++++ Text provided ++++

It is important for teacher to understand about the student’s idea. The
some of student’s ideas are different from those of scientists has been known
for a long time.
Based
on the theory of constructivism, students are able to construct their knowledge
by their self, not caused by transfer of knowledge from teacher to their mind.
Therefore, as the impact of this theory, students have chance to explore their
experience to the object of study. It means that they have prior knowledge that
possible different to the scientific. The idea which is constructing in
learning might be different to the scientist’s idea.
So
the tenets of constructivist learning clearly now have widespread support,
although it is necessary to look more closely at what taking the student’s idea
seriously means. The extent to which student’s
idea are used, rather than merely revealed and noted, makes all the difference
to whether or not the students have the intended ownership as their ideas are
modified and be adapted to the scientific idea.
Student’s
idea can be directed to the scientific idea by considered the two important
points to make about conditions under which ideas will become more scientific
during the process of change embodied in learning process. First, when idea is
tested, the outcome in terms of changed or rejected ideas will depend on the
way in which the testing is carried out. It was assumed in the argument that
testing of ideas was rigorous and systematic, in the way associated with
scientific investigation (Harlen, 1992: 13). When this is so, then ideas which
do not fit to the evidence will be rejected and those which do fit will be
accepted and strengthened. But it may not be case that the testing of student’s
idea has this quality. Students may ignore contradictory evidence in
interpreting findings and hold on to their initial ideas even when these do not
fit the evidence. That extent to which student’s idea become more scientific
depends on the way in which the linking and testing are carried out, that is,
on the use of the process skill.
The
second point is that the students having less experience have fewer existing
concepts to use in attempting to explain new phenomenon. It seems
characteristic of human being to try to explain things and that if really fit
are not available then less satisfactory ideas will be used. It is more comfortable
to modify an idea to abandon it, especially if it is your only way of making
any sense of observation. It often happens that student will hold onto their
idea to the point where their modification in other to explain way contrary
evidence renders them unscientific.
In
the interest of protecting the validity of hypothetical scientific ideas, it
might be best, in these circumstances to agree the possibility of supporting
evidence but to suggest that what had been seen so far did not seem to support
the ideas (Harlen, 1992: 14).

++++

● Stated task: Quote every sentence in the passage on students' ideas that contains the word "evidence."

++++ Data records ++++

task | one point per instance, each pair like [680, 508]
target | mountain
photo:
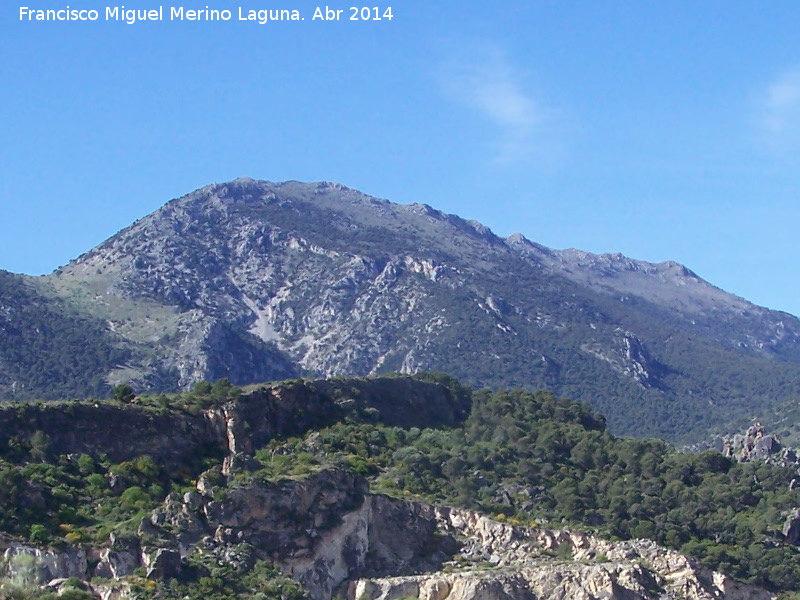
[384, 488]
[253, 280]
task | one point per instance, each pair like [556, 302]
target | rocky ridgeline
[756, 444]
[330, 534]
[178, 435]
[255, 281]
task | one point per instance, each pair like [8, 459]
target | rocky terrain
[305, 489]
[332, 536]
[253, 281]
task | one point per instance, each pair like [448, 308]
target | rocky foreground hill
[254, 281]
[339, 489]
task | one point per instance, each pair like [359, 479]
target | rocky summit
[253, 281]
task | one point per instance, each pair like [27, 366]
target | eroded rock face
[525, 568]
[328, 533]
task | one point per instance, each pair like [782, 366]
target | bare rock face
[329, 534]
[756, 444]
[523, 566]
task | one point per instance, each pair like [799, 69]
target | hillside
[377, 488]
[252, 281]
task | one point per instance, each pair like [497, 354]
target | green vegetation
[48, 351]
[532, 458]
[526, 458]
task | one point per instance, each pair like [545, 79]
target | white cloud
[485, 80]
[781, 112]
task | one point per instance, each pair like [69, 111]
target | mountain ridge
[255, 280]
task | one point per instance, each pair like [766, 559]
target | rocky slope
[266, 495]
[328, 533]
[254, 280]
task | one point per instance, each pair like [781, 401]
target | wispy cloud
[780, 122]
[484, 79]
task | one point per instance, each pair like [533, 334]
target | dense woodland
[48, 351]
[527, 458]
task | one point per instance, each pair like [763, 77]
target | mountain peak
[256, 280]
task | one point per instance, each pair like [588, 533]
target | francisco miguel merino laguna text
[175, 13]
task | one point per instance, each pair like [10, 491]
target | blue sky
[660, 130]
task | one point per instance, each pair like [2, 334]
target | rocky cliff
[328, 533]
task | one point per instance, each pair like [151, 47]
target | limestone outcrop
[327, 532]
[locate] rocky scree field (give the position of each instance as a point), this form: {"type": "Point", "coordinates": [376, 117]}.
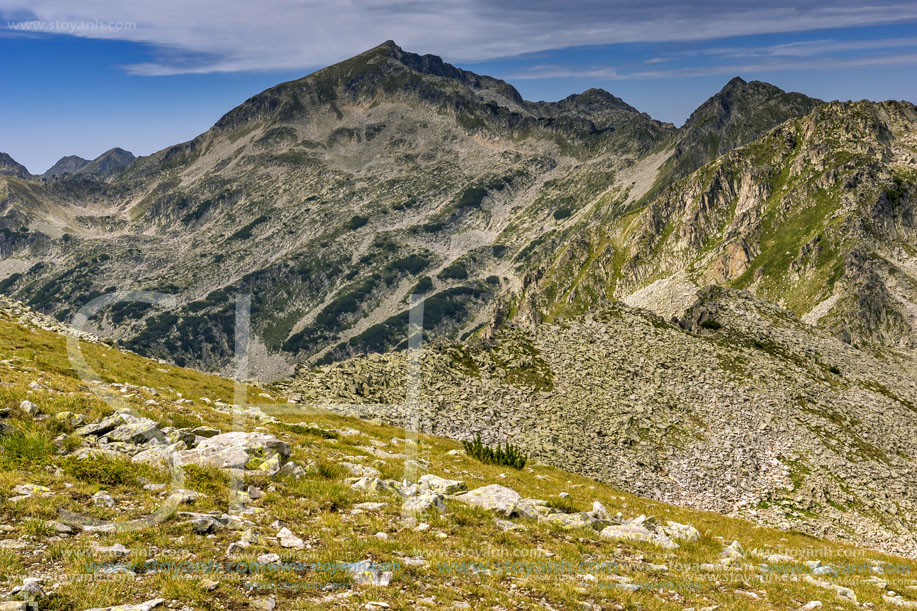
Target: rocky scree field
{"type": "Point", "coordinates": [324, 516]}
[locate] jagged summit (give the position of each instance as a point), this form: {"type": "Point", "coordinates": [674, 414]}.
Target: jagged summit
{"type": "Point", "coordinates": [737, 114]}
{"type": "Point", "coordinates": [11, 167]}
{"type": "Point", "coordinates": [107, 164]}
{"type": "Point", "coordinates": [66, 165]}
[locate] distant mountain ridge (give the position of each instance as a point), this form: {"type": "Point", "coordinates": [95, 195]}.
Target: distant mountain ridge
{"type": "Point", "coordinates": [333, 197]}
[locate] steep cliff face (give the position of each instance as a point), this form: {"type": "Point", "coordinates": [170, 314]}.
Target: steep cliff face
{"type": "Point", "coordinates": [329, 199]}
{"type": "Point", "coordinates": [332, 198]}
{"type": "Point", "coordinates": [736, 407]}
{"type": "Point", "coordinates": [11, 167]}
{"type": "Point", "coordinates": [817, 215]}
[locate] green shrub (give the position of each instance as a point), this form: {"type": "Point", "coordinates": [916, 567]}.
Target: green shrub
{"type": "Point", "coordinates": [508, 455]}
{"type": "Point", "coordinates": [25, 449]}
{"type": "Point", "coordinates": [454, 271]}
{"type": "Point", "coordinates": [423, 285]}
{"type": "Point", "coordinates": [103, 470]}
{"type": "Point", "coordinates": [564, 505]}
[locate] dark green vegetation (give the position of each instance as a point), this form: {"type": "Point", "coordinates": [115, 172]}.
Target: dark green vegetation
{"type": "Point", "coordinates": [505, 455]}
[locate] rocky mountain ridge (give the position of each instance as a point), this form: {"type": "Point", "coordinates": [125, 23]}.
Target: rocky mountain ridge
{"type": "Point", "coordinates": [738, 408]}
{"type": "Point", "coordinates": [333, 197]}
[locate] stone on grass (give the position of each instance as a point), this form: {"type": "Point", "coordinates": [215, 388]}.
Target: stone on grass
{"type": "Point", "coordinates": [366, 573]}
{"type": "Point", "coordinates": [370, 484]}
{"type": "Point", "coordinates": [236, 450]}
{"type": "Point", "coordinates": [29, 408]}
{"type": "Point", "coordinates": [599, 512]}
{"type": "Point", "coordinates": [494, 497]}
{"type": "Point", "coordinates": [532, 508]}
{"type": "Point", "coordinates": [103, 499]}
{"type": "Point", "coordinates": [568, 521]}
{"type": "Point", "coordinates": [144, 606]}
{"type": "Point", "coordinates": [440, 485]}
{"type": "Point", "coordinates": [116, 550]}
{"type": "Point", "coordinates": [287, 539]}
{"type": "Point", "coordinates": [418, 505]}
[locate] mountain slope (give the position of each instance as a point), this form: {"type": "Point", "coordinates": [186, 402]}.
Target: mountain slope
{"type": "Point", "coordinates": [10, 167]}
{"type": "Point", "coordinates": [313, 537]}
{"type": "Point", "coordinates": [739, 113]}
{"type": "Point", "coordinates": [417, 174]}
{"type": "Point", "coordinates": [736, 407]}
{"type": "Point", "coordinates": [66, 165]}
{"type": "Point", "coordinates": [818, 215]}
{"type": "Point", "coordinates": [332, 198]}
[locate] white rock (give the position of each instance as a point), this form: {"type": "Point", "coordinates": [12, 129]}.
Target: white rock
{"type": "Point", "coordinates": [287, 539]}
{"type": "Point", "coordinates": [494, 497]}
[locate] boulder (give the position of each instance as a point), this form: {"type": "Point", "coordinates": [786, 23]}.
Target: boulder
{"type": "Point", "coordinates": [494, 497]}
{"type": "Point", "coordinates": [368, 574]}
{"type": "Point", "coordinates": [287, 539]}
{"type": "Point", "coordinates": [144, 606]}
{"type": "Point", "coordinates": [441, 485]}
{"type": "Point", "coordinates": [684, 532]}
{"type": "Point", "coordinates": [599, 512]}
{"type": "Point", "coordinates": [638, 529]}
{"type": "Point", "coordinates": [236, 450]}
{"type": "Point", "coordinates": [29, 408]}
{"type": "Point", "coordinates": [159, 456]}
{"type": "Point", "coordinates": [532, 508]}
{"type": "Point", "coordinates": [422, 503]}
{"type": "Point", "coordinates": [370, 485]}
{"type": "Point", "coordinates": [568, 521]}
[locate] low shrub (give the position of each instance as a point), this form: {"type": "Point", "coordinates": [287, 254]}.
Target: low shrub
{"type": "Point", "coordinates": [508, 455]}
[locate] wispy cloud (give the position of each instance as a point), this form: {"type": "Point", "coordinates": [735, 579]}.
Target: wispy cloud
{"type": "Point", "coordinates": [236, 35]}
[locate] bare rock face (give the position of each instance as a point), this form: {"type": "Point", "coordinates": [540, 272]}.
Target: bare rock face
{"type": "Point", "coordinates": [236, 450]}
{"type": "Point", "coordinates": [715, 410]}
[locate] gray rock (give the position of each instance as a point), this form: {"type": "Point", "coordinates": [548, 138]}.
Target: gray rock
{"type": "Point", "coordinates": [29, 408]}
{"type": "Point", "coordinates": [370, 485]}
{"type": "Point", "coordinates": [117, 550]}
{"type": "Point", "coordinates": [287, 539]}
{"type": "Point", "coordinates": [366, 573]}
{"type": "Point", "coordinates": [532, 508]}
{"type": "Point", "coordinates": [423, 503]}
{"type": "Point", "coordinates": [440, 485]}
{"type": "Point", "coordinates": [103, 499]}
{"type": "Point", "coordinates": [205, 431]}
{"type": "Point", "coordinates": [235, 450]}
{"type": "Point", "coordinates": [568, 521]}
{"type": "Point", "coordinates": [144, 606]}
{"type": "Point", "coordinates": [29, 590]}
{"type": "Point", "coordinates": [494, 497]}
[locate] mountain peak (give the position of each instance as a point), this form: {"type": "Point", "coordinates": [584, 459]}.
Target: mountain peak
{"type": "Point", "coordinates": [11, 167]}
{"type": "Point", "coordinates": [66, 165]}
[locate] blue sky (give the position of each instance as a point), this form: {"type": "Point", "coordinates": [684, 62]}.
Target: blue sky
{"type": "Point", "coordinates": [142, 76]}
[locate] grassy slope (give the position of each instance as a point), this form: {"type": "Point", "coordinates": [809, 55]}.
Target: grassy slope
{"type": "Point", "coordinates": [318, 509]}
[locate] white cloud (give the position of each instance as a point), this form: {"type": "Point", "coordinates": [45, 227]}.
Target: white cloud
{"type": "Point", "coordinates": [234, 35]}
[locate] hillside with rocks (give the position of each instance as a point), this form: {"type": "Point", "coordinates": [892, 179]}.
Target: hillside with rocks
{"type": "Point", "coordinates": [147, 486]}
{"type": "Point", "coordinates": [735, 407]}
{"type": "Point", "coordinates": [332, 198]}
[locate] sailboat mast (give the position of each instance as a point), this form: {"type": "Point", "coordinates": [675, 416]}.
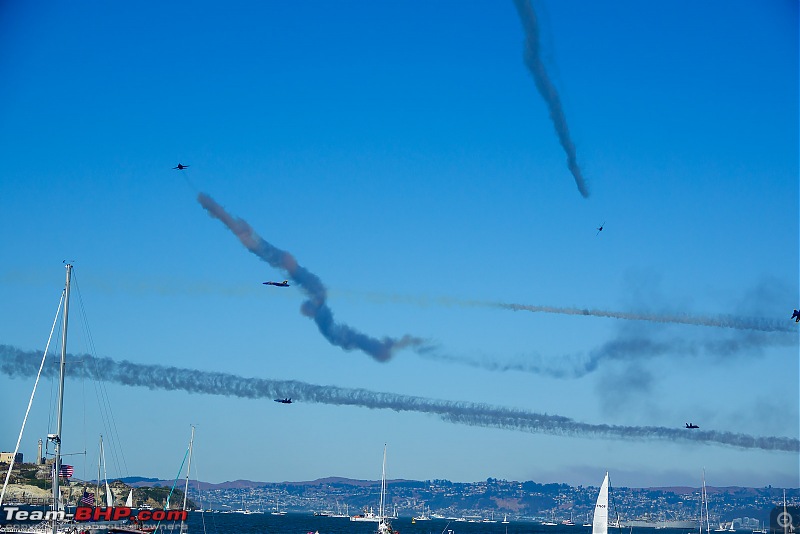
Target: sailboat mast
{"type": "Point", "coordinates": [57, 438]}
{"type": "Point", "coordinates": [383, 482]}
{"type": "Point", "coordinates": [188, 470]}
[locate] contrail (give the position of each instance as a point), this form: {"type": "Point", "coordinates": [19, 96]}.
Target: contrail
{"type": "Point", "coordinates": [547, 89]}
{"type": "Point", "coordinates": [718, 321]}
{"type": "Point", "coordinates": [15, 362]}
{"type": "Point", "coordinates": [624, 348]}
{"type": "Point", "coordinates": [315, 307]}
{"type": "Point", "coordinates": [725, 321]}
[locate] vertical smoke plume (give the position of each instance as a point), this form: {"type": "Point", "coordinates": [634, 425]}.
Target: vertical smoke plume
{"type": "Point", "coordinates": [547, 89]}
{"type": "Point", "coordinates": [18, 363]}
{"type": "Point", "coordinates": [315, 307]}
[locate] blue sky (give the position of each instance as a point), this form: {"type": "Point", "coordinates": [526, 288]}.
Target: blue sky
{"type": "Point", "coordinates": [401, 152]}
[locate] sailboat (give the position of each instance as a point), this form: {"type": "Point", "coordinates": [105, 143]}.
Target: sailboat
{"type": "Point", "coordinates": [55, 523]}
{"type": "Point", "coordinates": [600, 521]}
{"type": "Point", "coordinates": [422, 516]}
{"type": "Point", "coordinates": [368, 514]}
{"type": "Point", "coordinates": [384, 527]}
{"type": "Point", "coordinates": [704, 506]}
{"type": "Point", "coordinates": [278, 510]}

++++

● Result of the exercise:
- When this is so, then ideas which do not fit to the evidence will be rejected and those which do fit will be accepted and strengthened.
- Students may ignore contradictory evidence in interpreting findings and hold on to their initial ideas even when these do not fit the evidence.
- It often happens that student will hold onto their idea to the point where their modification in other to explain way contrary evidence renders them unscientific.
- In the interest of protecting the validity of hypothetical scientific ideas, it might be best, in these circumstances to agree the possibility of supporting evidence but to suggest that what had been seen so far did not seem to support the ideas (Harlen, 1992: 14).